= Brief =
Reproduce every entry exactly, without alteration.

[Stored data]
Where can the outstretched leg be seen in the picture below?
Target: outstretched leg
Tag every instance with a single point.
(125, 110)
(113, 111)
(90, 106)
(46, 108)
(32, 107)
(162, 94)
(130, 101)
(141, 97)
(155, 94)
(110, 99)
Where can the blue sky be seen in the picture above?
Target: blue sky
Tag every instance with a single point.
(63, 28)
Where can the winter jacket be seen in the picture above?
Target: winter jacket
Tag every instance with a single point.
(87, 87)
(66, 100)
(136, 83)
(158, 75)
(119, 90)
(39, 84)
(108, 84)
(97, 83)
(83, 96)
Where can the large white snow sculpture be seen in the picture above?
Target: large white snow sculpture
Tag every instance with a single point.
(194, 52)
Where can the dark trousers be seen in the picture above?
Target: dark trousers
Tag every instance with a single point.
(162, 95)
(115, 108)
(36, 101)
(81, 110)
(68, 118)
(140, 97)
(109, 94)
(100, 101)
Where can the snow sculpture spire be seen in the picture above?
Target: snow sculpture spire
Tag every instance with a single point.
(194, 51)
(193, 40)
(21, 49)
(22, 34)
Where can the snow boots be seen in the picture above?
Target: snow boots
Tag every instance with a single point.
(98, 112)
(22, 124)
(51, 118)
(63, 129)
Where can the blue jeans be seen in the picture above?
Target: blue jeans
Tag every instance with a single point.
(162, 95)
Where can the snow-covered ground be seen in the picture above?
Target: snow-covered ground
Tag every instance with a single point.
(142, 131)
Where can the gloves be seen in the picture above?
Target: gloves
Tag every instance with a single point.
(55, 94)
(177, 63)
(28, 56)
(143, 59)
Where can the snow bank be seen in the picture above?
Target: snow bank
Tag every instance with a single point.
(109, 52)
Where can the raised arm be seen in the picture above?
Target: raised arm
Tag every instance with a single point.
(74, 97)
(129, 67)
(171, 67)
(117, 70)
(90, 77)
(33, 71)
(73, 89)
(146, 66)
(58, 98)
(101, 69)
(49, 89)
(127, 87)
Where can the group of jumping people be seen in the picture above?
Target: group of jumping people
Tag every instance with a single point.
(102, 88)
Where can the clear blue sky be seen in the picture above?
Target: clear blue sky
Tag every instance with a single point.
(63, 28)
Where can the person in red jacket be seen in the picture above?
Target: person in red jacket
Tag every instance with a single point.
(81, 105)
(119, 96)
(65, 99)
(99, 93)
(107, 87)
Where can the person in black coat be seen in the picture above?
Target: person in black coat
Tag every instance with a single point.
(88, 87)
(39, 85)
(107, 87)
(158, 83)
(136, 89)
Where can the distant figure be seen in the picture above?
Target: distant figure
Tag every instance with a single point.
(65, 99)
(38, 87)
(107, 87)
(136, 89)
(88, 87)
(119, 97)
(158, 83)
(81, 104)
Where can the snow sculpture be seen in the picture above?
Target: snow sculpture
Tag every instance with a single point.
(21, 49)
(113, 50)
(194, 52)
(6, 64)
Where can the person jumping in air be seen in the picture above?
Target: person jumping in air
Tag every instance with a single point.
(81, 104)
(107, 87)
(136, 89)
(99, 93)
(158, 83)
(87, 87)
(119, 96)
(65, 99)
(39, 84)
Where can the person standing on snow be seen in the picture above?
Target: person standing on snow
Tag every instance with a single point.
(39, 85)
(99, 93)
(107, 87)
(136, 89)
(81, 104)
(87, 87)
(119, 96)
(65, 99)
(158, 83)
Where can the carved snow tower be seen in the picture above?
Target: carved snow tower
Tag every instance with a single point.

= Task solution =
Where can the outstretched leg be seen in the picture below?
Target: outstretched leg
Tag every instance with a single point.
(125, 110)
(113, 111)
(90, 106)
(46, 108)
(32, 107)
(162, 94)
(130, 101)
(141, 97)
(155, 94)
(110, 99)
Where can the blue sky be seen in the picture above?
Target: blue sky
Tag every instance with a single point.
(63, 28)
Where can the winter jacket be seen in the picture above?
Target: winter jacket
Tag every instance with a single point.
(87, 87)
(66, 100)
(136, 83)
(158, 75)
(119, 90)
(39, 84)
(108, 84)
(97, 83)
(83, 96)
Where can the large white snow sculpture be seen in the picture above?
Target: large white snow sculpture
Tag every instance with a single point.
(194, 52)
Where can the dark trousers be seen in the picture above?
Target: dark trousers
Tag every instance with a single point.
(162, 95)
(115, 108)
(36, 101)
(81, 110)
(68, 118)
(140, 97)
(109, 94)
(100, 101)
Where can the snow sculpture spire be seen in the picture above?
Target: snow sculpture spire
Tag every instance with a single point.
(194, 51)
(193, 40)
(21, 49)
(22, 34)
Where can the snow boots be seen in the picture above?
Target: snow boots
Tag every instance with a single point.
(98, 112)
(22, 124)
(51, 118)
(63, 129)
Where can the blue jeans be seen in the picture above?
Target: blue jeans
Tag every instance with a single point.
(162, 95)
Where can the snow-covered ground be seen in the picture above?
Target: snow-covered ground
Tag every instance with a single point.
(142, 131)
Where can the gloves be seen in the picture above?
Target: gloves
Tag every instance with a single point.
(55, 94)
(177, 63)
(28, 56)
(143, 59)
Where can the snow bank be seen in the picture above?
Target: snow bank
Tag every instance with a single point.
(109, 52)
Where can the raised arm be seen in the picture above?
Target: raised arm
Tag every instance with a single point.
(74, 97)
(129, 67)
(171, 67)
(117, 70)
(90, 77)
(33, 71)
(73, 89)
(146, 66)
(58, 98)
(101, 69)
(49, 89)
(127, 87)
Where can the group of jumping people be seen in the picture above?
Target: group of jumping people
Tag every instance with a single point.
(102, 88)
Where can the clear blue sky be seen in the picture above?
Target: clear blue sky
Tag every instance with a single point.
(63, 28)
Where can the person in red jacket be seen in the picture above?
Target: person in red jacket
Tag every instance with a single point.
(81, 105)
(119, 96)
(65, 99)
(99, 93)
(107, 87)
Where can the person in black coat be seen in the picture above?
Target: person in black coat
Tag every instance with a single point.
(88, 87)
(39, 85)
(107, 87)
(158, 83)
(136, 89)
Where can the distant figure be seen in the picture above?
Target: distant figure
Tag every instance with a single point.
(65, 99)
(38, 87)
(107, 87)
(136, 89)
(88, 87)
(119, 97)
(158, 83)
(81, 104)
Where can the snow sculpture be seen in the picture above?
Target: snow sculpture
Tag every instance with a single point.
(21, 49)
(113, 50)
(194, 52)
(6, 64)
Where can the person jumping in air be seen in the picture above?
Target: person jumping in air
Tag every instance with a single point.
(81, 104)
(107, 87)
(136, 89)
(99, 93)
(158, 83)
(87, 87)
(119, 96)
(65, 99)
(39, 84)
Where can the person standing on snow be seen in the picture above?
Target: person standing on snow
Tag every instance with a single point.
(39, 85)
(99, 93)
(107, 87)
(136, 89)
(81, 104)
(87, 87)
(119, 96)
(65, 99)
(158, 83)
Where can the carved snow tower be seen in the picture above?
Target: carved snow tower
Tag every instance with a single point.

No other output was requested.